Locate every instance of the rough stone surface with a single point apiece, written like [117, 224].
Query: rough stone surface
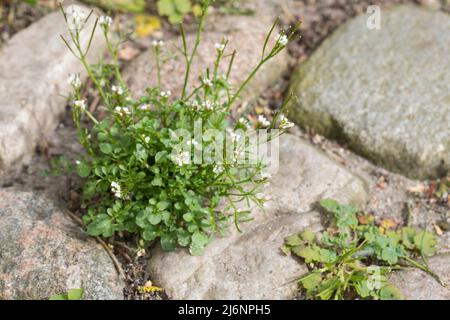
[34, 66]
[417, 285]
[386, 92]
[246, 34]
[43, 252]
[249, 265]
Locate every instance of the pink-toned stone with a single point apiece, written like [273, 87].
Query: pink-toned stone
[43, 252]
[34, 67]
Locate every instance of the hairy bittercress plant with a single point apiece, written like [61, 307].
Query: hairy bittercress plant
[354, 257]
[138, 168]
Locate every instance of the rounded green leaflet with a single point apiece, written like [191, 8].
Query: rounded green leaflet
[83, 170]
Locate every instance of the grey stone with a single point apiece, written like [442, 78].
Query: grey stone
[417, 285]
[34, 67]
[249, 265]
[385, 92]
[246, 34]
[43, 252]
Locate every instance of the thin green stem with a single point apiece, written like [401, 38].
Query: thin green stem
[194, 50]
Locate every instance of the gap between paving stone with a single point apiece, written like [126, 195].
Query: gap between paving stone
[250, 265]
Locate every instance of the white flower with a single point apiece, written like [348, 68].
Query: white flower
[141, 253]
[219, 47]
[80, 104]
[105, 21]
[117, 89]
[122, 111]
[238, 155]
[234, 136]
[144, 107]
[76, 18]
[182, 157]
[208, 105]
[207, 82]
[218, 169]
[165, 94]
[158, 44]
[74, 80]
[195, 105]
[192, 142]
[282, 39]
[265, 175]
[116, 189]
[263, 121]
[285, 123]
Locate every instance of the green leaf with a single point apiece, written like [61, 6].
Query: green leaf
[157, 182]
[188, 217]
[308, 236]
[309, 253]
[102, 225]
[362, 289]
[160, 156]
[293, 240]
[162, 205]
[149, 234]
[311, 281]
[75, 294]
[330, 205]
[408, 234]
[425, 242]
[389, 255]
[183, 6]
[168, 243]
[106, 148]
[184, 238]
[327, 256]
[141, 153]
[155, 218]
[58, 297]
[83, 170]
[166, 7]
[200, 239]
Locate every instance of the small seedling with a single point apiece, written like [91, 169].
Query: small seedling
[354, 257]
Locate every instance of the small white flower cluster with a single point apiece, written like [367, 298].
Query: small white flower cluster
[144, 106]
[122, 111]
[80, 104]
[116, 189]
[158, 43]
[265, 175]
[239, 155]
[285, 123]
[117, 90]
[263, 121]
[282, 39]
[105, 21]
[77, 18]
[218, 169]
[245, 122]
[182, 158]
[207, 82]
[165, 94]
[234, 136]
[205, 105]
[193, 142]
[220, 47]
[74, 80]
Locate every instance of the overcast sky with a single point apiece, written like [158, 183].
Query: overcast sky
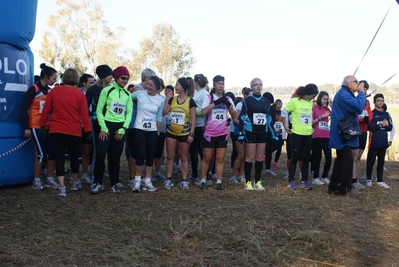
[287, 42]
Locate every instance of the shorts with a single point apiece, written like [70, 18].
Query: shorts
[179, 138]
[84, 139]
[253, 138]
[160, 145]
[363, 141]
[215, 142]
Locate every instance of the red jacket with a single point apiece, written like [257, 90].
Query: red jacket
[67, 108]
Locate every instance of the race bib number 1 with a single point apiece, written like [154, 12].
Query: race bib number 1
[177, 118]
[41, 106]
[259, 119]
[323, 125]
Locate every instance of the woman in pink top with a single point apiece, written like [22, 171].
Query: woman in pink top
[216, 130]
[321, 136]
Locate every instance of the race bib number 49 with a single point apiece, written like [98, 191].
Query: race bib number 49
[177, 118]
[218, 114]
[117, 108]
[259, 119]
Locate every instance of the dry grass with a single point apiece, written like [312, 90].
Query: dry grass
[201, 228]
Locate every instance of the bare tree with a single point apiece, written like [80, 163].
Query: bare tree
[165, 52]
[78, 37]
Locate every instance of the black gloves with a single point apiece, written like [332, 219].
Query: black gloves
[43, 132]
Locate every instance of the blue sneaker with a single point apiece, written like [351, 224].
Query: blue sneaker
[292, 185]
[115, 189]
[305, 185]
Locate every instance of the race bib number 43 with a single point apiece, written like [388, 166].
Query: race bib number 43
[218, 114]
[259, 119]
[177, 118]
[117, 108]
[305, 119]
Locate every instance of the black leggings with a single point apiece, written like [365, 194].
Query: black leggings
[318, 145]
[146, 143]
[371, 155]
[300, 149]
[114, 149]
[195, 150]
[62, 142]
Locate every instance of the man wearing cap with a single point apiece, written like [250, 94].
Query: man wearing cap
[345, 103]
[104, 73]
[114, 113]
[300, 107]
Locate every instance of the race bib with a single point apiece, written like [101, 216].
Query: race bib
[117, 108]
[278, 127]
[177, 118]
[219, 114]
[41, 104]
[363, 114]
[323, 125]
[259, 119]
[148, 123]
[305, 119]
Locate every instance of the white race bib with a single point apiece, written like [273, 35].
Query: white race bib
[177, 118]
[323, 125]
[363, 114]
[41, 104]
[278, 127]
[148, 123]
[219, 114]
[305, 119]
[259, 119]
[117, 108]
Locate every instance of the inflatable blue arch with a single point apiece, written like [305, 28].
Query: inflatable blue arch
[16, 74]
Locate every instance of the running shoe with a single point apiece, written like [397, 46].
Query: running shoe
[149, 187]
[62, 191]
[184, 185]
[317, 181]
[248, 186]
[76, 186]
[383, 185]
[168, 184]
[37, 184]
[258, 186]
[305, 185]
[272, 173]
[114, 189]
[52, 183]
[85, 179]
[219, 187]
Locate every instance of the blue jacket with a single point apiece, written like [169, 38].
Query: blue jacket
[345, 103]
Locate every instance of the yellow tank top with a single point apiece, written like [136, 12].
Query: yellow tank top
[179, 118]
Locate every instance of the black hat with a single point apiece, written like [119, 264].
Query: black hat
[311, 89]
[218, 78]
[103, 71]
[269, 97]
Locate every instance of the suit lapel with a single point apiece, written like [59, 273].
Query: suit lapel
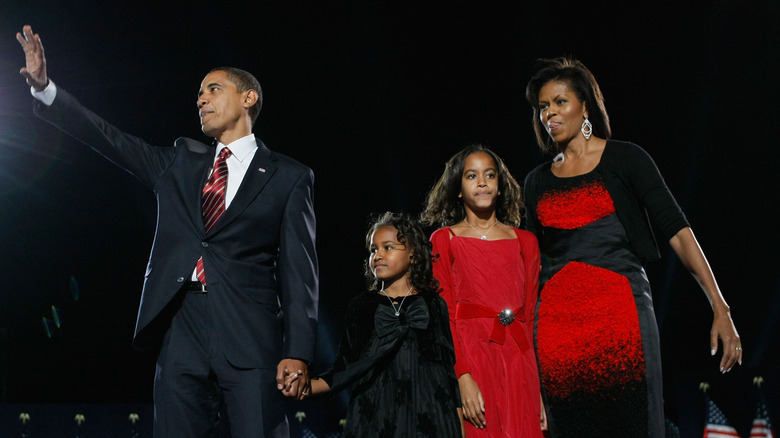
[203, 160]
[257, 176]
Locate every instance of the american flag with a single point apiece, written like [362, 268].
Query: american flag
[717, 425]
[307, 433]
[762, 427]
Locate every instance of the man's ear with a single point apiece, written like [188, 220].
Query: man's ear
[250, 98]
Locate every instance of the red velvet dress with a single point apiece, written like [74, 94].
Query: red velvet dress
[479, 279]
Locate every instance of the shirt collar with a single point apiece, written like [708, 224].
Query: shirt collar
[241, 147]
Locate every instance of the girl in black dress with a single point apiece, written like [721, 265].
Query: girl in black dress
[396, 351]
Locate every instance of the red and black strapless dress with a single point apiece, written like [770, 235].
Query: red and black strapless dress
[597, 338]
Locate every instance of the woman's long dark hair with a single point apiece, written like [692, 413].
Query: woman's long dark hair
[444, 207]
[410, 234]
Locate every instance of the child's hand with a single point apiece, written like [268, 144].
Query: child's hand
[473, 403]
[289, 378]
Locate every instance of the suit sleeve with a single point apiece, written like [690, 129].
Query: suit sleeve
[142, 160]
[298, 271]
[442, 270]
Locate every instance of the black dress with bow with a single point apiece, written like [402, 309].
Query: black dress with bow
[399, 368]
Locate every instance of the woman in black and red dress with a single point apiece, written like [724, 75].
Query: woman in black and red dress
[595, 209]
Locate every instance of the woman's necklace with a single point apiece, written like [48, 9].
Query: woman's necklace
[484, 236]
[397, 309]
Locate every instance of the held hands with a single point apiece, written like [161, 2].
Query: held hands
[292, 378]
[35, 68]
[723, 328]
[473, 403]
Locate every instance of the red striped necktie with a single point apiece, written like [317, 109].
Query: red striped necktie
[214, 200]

_ _ _ _ _

REQUIREMENTS: Find the line containing "Locate every instance of the woman in black" in the material above. Print it and every line after it through the end, exactly and only those.

COMPLETED EXERCISE:
Locate every instance of the woman in black and red dress with a single point apiece, written like [724, 75].
Query: woman in black and red dress
[595, 209]
Locate every instance of the woman's necklace with a single point apiece, written like [48, 9].
Query: woman's necklace
[484, 236]
[397, 309]
Locate every instance of the held hands with a single point apiece, written like [161, 2].
Query: held hands
[292, 378]
[35, 68]
[723, 328]
[473, 403]
Locate every instance of the red striped necktie with a single point apiece, written like [317, 109].
Query: red striped necktie
[214, 200]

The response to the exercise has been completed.